*** Opening RAW DATA ***
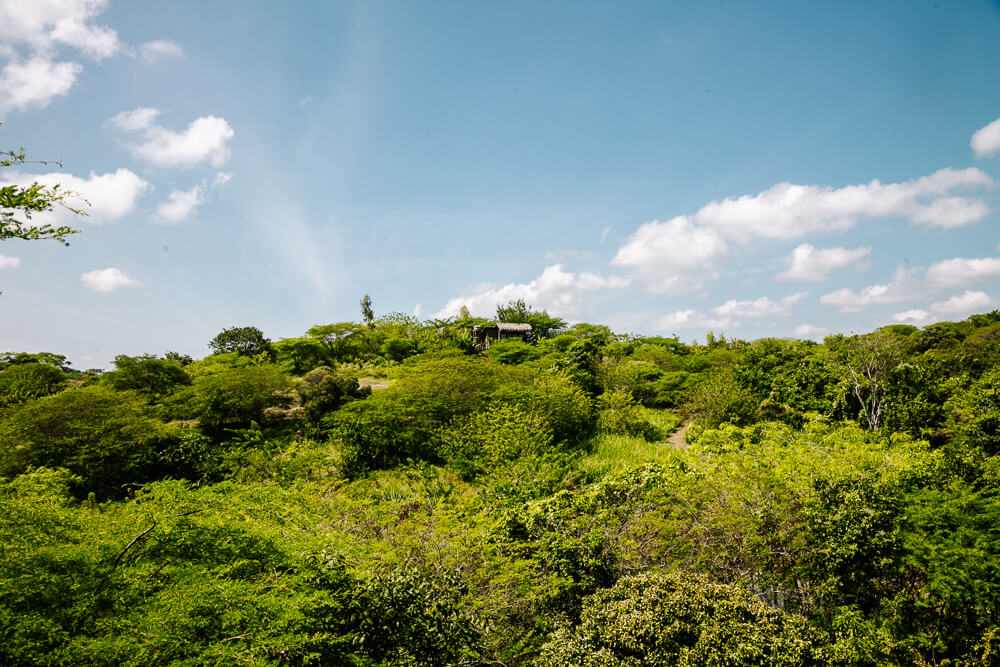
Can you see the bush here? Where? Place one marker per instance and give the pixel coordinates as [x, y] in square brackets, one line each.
[681, 619]
[619, 413]
[23, 382]
[107, 438]
[494, 437]
[513, 351]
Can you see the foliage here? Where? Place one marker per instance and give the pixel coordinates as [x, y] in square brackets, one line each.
[494, 437]
[541, 322]
[473, 511]
[108, 439]
[18, 205]
[677, 618]
[513, 351]
[367, 314]
[146, 374]
[232, 397]
[618, 413]
[245, 341]
[25, 381]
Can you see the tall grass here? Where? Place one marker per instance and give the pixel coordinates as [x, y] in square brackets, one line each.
[613, 451]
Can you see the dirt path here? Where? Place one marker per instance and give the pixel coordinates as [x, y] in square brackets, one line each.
[676, 439]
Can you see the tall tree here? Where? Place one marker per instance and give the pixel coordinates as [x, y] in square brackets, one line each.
[18, 204]
[367, 314]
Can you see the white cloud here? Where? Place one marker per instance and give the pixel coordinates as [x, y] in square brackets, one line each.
[689, 319]
[181, 204]
[35, 83]
[901, 288]
[762, 307]
[107, 280]
[221, 179]
[963, 304]
[556, 290]
[42, 26]
[788, 211]
[671, 256]
[160, 49]
[727, 314]
[111, 196]
[962, 271]
[134, 120]
[916, 316]
[809, 263]
[206, 139]
[681, 253]
[986, 140]
[810, 332]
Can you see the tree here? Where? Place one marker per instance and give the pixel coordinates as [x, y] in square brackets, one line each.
[108, 438]
[868, 362]
[246, 341]
[22, 382]
[18, 204]
[367, 314]
[541, 322]
[679, 618]
[147, 374]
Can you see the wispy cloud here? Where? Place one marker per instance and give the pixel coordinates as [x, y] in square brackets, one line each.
[810, 263]
[555, 289]
[986, 140]
[903, 287]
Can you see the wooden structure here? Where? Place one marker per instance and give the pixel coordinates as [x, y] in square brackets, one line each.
[483, 337]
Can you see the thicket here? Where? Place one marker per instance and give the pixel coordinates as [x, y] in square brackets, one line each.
[380, 493]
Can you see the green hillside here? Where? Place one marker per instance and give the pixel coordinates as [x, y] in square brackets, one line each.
[386, 493]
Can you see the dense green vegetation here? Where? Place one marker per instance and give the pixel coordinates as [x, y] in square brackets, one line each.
[379, 493]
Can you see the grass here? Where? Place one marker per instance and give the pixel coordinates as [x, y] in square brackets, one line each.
[613, 451]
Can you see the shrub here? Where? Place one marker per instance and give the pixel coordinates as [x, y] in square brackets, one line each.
[681, 619]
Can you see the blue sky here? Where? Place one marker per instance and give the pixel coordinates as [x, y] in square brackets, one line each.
[756, 169]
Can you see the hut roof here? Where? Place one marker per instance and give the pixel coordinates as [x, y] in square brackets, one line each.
[513, 327]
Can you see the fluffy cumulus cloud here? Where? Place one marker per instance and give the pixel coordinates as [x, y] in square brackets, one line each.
[902, 287]
[30, 33]
[728, 314]
[35, 83]
[556, 290]
[810, 331]
[671, 256]
[104, 197]
[689, 319]
[683, 252]
[159, 50]
[788, 211]
[958, 306]
[762, 307]
[986, 140]
[963, 304]
[181, 204]
[107, 280]
[915, 316]
[205, 139]
[810, 263]
[962, 271]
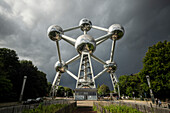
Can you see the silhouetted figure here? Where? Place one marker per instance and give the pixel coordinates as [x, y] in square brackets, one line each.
[159, 102]
[156, 101]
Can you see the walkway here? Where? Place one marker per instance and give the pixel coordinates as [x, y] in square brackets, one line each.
[84, 107]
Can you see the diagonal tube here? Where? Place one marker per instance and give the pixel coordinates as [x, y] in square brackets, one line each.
[112, 50]
[100, 28]
[99, 74]
[70, 40]
[99, 42]
[73, 59]
[72, 28]
[71, 74]
[58, 49]
[56, 76]
[103, 37]
[99, 60]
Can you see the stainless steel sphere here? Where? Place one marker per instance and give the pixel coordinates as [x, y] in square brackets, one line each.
[60, 67]
[117, 30]
[111, 66]
[85, 24]
[54, 32]
[85, 43]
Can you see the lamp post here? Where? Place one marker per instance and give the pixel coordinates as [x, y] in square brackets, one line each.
[23, 86]
[151, 93]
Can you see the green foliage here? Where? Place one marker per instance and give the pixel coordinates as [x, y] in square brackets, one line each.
[157, 66]
[120, 109]
[12, 74]
[46, 109]
[129, 84]
[68, 91]
[103, 89]
[116, 109]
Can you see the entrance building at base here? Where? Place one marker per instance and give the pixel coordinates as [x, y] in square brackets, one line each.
[85, 94]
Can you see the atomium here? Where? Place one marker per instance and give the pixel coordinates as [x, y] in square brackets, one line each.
[110, 66]
[85, 45]
[117, 30]
[54, 32]
[60, 67]
[85, 24]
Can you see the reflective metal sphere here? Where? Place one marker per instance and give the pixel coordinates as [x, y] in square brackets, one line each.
[85, 24]
[111, 66]
[54, 32]
[85, 43]
[60, 66]
[117, 30]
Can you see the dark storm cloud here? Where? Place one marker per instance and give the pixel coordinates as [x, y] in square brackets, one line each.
[24, 25]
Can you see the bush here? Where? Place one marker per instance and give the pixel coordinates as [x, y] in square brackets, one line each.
[46, 109]
[116, 109]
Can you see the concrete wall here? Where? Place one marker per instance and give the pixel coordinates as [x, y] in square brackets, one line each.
[140, 107]
[20, 108]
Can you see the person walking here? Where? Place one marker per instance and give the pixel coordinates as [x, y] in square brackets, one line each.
[159, 102]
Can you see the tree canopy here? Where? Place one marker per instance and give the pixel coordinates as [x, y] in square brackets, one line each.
[12, 74]
[103, 89]
[156, 64]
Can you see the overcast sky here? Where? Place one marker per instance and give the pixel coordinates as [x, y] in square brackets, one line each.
[24, 24]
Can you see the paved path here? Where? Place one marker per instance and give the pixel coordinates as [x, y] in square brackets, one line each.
[84, 107]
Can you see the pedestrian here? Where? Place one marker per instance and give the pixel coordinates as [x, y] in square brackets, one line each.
[156, 101]
[159, 102]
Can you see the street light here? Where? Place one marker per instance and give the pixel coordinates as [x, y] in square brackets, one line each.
[23, 86]
[151, 93]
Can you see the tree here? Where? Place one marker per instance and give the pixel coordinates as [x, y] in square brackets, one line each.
[156, 64]
[68, 91]
[12, 72]
[129, 84]
[60, 91]
[9, 65]
[103, 89]
[36, 84]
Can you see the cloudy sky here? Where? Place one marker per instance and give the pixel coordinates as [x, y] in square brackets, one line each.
[24, 24]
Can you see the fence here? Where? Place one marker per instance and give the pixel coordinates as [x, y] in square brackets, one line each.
[140, 107]
[20, 108]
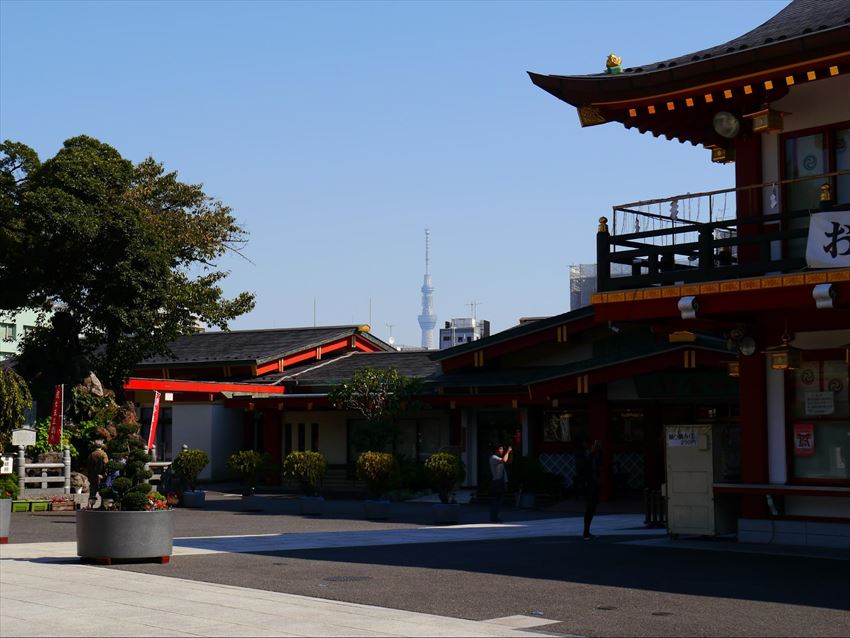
*** Closing RAW DATA ***
PROBLEM TO SOLVE: All the material shown above is to be copied exactly, with no pictures carried over.

REPLY:
Can you see the bush here? Where? Place one marker per instance and give the pixel coordinates as [x, y] in square brackets, one line each.
[681, 619]
[619, 413]
[23, 382]
[107, 438]
[494, 437]
[513, 351]
Can you see the foliage here? Where? Place one marker per instance and give the pixel coordinates as [x, y] in square brackets, one line each.
[494, 437]
[541, 322]
[473, 511]
[108, 439]
[18, 205]
[677, 618]
[513, 351]
[367, 314]
[146, 374]
[232, 397]
[618, 413]
[245, 341]
[25, 381]
Can you see the tall grass here? Where? Place one marker per instance and give the pixel coordinates as [x, y] in square brackets, one line each.
[613, 451]
Can you see the dirt path here? Where? Place one marker per instance and give the pixel coordinates as [x, y] in square brackets, one line each.
[676, 439]
Can you see the tall tree here? Where? Place one marker per instance and give the pixel coordinates as [x, y] in square brackets, one line each.
[18, 204]
[367, 314]
Can you see the white cloud here? Where? Place one marker per instance and give the pixel coordinates as [x, y] in square brackets, one line each.
[689, 319]
[181, 204]
[35, 83]
[901, 288]
[762, 307]
[107, 280]
[221, 179]
[963, 304]
[556, 290]
[42, 26]
[788, 211]
[671, 256]
[160, 49]
[727, 314]
[111, 196]
[962, 271]
[134, 120]
[916, 316]
[809, 263]
[206, 139]
[681, 253]
[986, 140]
[810, 332]
Can you see the tree here? Where? Place one marker per instance and give the pixel coordinates as [x, y] in square brackets, one line each.
[108, 438]
[868, 362]
[246, 341]
[22, 382]
[18, 204]
[367, 314]
[541, 322]
[679, 618]
[147, 374]
Can you see the wispy cloud here? Where? Place one marker per instance and give the pixel coordinates as [x, y] in square brackets, one line each.
[810, 263]
[555, 289]
[986, 140]
[903, 287]
Can you see the wooden structure here? Where? Place one marker per instance and give the pixel coordinates as [x, y] in square brackets, one line each.
[483, 337]
Can you see the thicket here? Where? Place one marker per instance and give the pixel coordinates as [x, y] in square brackets, one line each.
[380, 493]
Can you see the green hillside here? Where? Place one marker per instance and give the pixel coordinates as [x, y] in square brackets, one line each.
[386, 493]
Can you see the dense green vegetation here? Where? Place one marker per instance and give the pixel coordinates as [x, y] in square brackets, one line each.
[379, 493]
Can you see the grass here? Where? Place one marker per instance and give the pixel coordinates as [x, y] in square brackets, one line each.
[613, 451]
Can you see the shrub here? Where? Place one marker per instance and give the pixel coordinates as [x, y] in square brackets, one line each.
[681, 619]
Can you see the blue sky here? Where? Place one marker per instance and give the pixel coordinates as [x, y] in square brackets, one line each.
[756, 169]
Can you see the hut roof here? Where? Place one marker per instance and give the pixel coordinates as [x, y] in square brackets, one line each.
[513, 327]
Can you see the fluffy cumulus cloud here? Where? Place one marker per instance and give the pixel coordinates as [x, y] in square brackets, one line each.
[902, 287]
[30, 33]
[728, 314]
[35, 83]
[556, 290]
[810, 331]
[671, 256]
[104, 197]
[689, 319]
[683, 252]
[159, 50]
[788, 211]
[958, 306]
[762, 307]
[986, 140]
[963, 304]
[181, 204]
[107, 280]
[915, 316]
[205, 139]
[810, 263]
[962, 271]
Can you see the silhouetted figure here? Where? Place one marker per instance and give the pixel coordinates as [x, y] in square brackets, one line each.
[159, 102]
[156, 101]
Can you see the walkway here? Where? Place one marker per instance and give the pixel coordinates as [x, y] in square brackets, one line each.
[84, 107]
Can you see the diagonal tube here? Where? Place one marker per instance and give the pixel coordinates as [x, y] in square brackets, one line each.
[112, 50]
[100, 28]
[99, 74]
[70, 40]
[99, 42]
[73, 59]
[72, 28]
[71, 74]
[58, 49]
[56, 76]
[103, 37]
[99, 60]
Can you see the stainless steel sphere here? Where? Place one marker per instance and give the pixel coordinates as [x, y] in square brackets, one line each.
[60, 67]
[117, 30]
[111, 66]
[85, 24]
[54, 32]
[85, 43]
Can you see the lamp post here? Where? Place one marker per instance and give the pixel coordinates as [x, y] in square brackets, one line each.
[23, 86]
[151, 93]
Can you see the green foliage here? Where? Place one marker per instance and give the pixel coordinates as [x, y] in square brackets, one line each.
[157, 66]
[120, 109]
[12, 74]
[46, 109]
[129, 84]
[68, 91]
[103, 89]
[116, 109]
Can you see the entrance building at base here? Where? Place one marker per instance and give the pixel coordinates as [x, y] in square brackets, one line each.
[85, 94]
Can you see the atomium here? Where? Place one marker per instance and give the pixel coordinates as [x, y] in square brackets, one line each.
[110, 66]
[85, 45]
[117, 30]
[54, 32]
[60, 67]
[85, 24]
Can you see the reflective metal sphere here? Where? Place one marker per instance and give the pixel coordinates as [x, y] in square brackets, one line each.
[85, 24]
[111, 66]
[54, 32]
[85, 43]
[60, 66]
[117, 30]
Can you see the dark storm cloud here? Where? Place one marker per instance and give the pixel coordinates as [x, y] in square brackets, one line each.
[24, 25]
Can you see the bush here? Where? Place one marker per instance and give the pixel coordinates as [x, y] in square brackets, one line each.
[46, 109]
[116, 109]
Can you see the concrete wall here? Where? Place one marker per instance and give the pixel coordinates as [x, y] in square brackets, one line each.
[140, 107]
[20, 108]
Can you see the person walking here? Where? Place one marker per instance and give the pixel coordinates as [x, y] in square brackets, one line each.
[159, 102]
Can you see the tree canopy here? Where? Place one marker per instance and give the pixel coordinates as [x, y] in square brackets, one line each.
[12, 74]
[103, 89]
[156, 64]
Can you see the overcast sky here? Where? Place one marker per instance and give the pixel coordinates as [x, y] in square brackets, one line each.
[24, 24]
Can you see the paved path here? Where? Place one marker per instance and give the pixel coordinates as [x, y] in square brackets, one line each.
[84, 107]
Can you see the pedestrian here? Where? Place one marker per instance and give the pixel coordinates as [x, y] in square brackets, one line each.
[156, 101]
[159, 102]
Can you see the street light here? Where? Place one marker per instance and give the pixel coordinates as [x, y] in square brackets, one line each.
[23, 86]
[151, 93]
Can you see the tree here? Where? Place one marker per instance and give the pixel coordinates as [x, y] in square brackets, one line each.
[156, 64]
[68, 91]
[12, 72]
[129, 84]
[60, 91]
[9, 65]
[103, 89]
[36, 84]
Can you see the cloudy sky here? Where? Place one marker per instance and give the pixel coordinates as [x, y] in square brackets, one line each.
[24, 24]
Can you see the fence here? Where? Place one marker per instance and give the pixel coordinates as [x, y] in square brackets, one line each.
[140, 107]
[20, 108]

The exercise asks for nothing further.